--- start Dataset entries ---
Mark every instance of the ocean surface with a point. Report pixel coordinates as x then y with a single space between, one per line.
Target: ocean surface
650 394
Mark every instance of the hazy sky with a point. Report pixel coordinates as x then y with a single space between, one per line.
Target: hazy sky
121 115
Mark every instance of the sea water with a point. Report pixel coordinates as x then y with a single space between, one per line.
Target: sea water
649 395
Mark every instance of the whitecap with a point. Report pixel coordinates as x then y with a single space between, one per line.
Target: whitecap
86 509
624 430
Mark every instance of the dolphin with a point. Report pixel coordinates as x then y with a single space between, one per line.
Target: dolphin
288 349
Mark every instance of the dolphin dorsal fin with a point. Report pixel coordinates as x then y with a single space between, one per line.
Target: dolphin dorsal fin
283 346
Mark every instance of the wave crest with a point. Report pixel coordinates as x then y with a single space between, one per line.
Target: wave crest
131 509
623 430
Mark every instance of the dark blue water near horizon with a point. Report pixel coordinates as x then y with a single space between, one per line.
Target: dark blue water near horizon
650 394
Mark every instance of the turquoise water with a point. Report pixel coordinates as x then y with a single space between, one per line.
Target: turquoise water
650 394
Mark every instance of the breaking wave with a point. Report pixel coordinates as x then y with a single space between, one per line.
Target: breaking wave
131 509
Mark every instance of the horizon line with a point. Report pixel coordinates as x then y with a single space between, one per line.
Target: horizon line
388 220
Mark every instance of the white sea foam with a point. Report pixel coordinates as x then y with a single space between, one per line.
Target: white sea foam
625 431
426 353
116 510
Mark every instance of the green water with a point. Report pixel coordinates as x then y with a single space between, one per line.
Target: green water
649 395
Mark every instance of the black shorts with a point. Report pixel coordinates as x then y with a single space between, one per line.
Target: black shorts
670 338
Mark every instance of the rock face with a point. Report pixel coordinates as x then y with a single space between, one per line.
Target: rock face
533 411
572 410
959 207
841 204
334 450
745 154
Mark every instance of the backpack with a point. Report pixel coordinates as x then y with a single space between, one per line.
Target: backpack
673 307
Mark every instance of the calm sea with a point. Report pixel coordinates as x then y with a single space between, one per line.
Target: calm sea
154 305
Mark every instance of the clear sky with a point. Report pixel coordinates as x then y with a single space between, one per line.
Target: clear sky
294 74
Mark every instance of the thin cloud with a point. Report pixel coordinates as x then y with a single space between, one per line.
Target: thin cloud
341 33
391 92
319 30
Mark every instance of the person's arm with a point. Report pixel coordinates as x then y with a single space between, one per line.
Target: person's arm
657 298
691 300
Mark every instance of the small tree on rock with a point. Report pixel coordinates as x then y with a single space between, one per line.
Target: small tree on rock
--- end Dataset entries ---
**Short problem:** Rewrite the listing from the line with "Mark every instance of the thin" through the end of the listing, changing "small tree" to "shrub" and keeping everything else the same.

**Output below:**
Mark every instance of the thin cloud with a point. Report pixel coordinates as x then y with a single space between, one per line.
Target: thin cloud
341 33
391 92
319 30
Mark every instance of the person's arm with a point. Report pixel coordinates as x then y with a single space between, one per line.
Target: person's arm
657 298
691 300
Mark every instance of the shrub on rock with a point. Report pixel coordinates as x then y with a single space between, one per line.
Target: shrub on rock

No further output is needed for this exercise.